━━━ Dataset entries ━━━
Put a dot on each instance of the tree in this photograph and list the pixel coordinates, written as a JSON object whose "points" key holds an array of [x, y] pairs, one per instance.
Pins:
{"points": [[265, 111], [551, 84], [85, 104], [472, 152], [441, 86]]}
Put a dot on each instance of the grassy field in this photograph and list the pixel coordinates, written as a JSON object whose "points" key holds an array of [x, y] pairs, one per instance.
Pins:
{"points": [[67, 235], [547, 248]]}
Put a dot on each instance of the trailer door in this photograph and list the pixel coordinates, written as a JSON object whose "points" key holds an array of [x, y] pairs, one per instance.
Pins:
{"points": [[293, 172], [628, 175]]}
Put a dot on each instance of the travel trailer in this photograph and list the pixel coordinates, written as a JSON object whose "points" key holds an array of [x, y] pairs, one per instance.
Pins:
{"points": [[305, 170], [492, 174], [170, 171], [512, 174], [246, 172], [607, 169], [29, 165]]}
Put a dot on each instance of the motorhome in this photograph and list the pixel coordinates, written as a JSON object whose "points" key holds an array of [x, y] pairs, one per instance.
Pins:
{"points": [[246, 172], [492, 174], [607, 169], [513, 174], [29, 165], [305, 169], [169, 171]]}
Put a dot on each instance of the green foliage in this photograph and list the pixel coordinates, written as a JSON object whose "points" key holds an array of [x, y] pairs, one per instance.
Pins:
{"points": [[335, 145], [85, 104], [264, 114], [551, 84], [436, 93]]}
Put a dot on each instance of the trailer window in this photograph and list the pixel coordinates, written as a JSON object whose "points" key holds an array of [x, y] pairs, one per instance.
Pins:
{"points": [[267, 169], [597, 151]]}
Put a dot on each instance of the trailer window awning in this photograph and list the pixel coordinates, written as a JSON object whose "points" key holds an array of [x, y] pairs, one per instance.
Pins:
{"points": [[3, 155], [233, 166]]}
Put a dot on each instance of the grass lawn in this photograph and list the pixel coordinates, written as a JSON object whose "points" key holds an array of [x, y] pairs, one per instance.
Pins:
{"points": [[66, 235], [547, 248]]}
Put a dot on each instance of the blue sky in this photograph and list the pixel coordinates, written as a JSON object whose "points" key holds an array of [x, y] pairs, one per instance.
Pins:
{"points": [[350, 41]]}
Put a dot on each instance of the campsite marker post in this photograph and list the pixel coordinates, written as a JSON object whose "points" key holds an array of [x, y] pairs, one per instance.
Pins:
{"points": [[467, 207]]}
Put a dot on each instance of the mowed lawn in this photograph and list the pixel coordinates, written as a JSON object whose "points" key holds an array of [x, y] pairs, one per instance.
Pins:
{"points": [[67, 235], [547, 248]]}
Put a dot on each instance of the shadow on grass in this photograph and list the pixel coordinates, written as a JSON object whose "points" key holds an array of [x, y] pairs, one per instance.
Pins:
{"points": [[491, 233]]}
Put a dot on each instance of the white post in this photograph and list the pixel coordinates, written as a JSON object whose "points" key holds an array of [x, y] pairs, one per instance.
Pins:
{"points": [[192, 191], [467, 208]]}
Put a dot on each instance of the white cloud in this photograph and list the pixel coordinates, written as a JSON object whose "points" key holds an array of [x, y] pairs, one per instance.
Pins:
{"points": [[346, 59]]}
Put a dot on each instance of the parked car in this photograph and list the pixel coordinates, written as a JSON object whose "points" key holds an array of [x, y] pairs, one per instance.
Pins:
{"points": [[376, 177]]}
━━━
━━━ Dataset entries ━━━
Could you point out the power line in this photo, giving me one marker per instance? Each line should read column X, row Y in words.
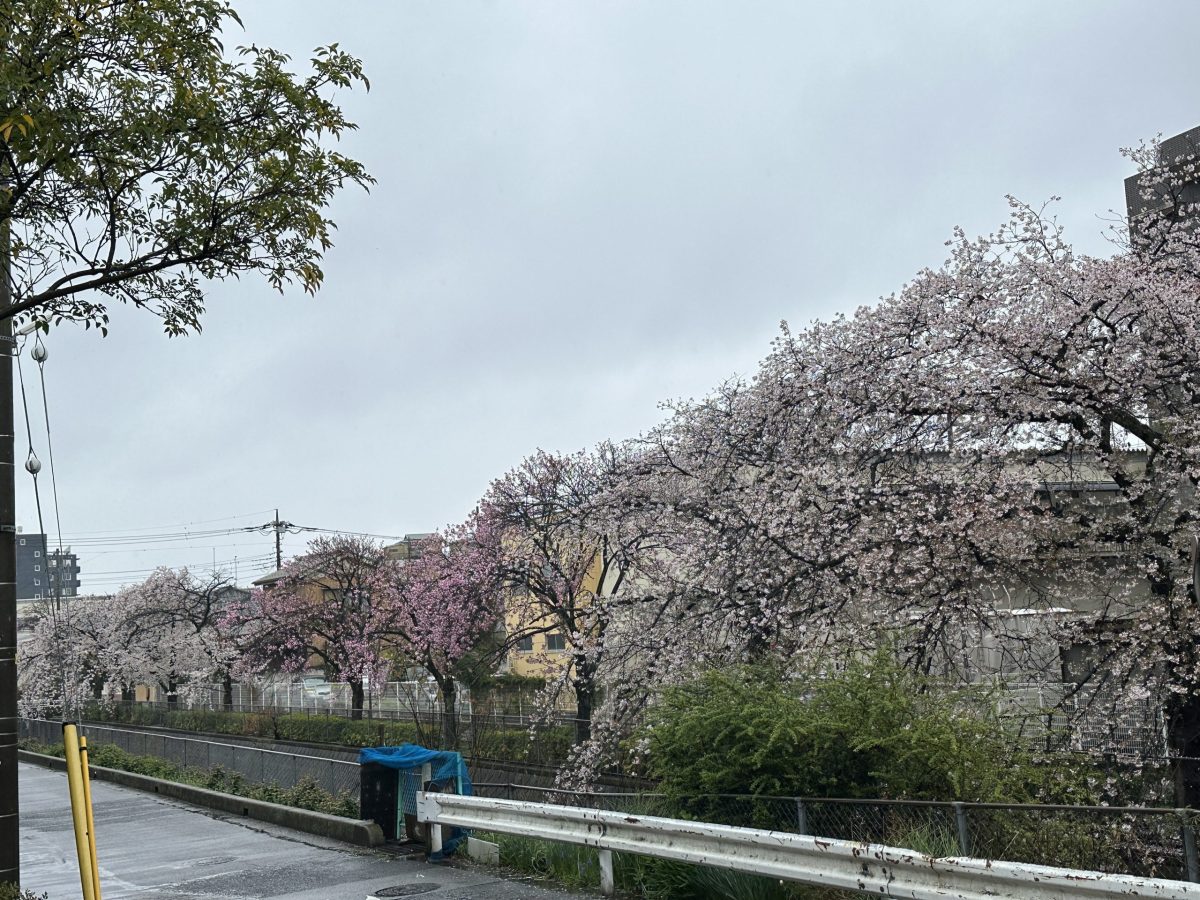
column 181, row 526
━━━
━━━ Dataset entries ━━━
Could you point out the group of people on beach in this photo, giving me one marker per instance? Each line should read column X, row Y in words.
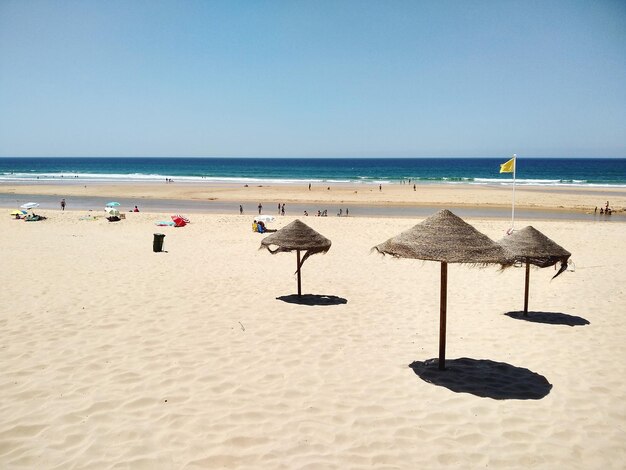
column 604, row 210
━━━
Stated goal: Could you arrange the items from the line with "Could you point out the power" through the line with "column 181, row 526", both lines included, as a two-column CSV headed item_text and answer? Use one row per item, put each field in quotes with line breaks turned into spaces, and leave the pictures out.

Exercise answer:
item_text,answer
"Could you point out the power line in this photo, giving me one marker per instance? Each line should read column X, row Y in words.","column 181, row 526"